[DATA LINES start]

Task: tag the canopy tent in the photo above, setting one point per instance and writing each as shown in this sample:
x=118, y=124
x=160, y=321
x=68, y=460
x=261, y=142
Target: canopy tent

[DATA LINES end]

• _WORK TO COMPLETE_
Rewrite the rows above as a numbered list, leaving out any blank lines.

• _SOLUTION_
1. Task: tag the canopy tent in the photo above, setting one point per instance and writing each as shown in this sample:
2. x=118, y=124
3. x=160, y=321
4. x=68, y=460
5. x=261, y=142
6. Target: canopy tent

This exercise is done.